• _DIRECTION_: How many lines in the records below contain the string "trace" with its case matched exactly? Reply with the number alone.

[Saved entries]

_____

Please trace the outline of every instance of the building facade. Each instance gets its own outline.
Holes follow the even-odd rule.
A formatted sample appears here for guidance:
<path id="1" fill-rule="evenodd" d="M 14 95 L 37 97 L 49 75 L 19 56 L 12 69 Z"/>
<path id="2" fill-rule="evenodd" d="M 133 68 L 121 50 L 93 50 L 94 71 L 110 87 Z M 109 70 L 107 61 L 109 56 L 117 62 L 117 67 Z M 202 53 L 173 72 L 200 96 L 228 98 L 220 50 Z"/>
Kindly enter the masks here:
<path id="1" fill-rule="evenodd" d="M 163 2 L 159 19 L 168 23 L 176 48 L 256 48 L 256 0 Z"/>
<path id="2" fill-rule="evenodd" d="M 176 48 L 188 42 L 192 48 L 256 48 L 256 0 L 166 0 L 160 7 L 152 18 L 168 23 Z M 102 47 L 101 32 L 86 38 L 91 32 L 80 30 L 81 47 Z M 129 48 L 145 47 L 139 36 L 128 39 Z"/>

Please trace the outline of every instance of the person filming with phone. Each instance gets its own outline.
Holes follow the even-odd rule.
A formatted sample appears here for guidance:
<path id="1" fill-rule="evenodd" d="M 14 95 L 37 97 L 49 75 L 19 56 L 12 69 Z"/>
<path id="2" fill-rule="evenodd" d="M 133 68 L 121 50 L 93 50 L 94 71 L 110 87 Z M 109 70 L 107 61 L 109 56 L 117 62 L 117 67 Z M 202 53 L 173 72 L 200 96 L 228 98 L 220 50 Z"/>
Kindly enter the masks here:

_____

• _RESULT FOR THIS TASK_: 2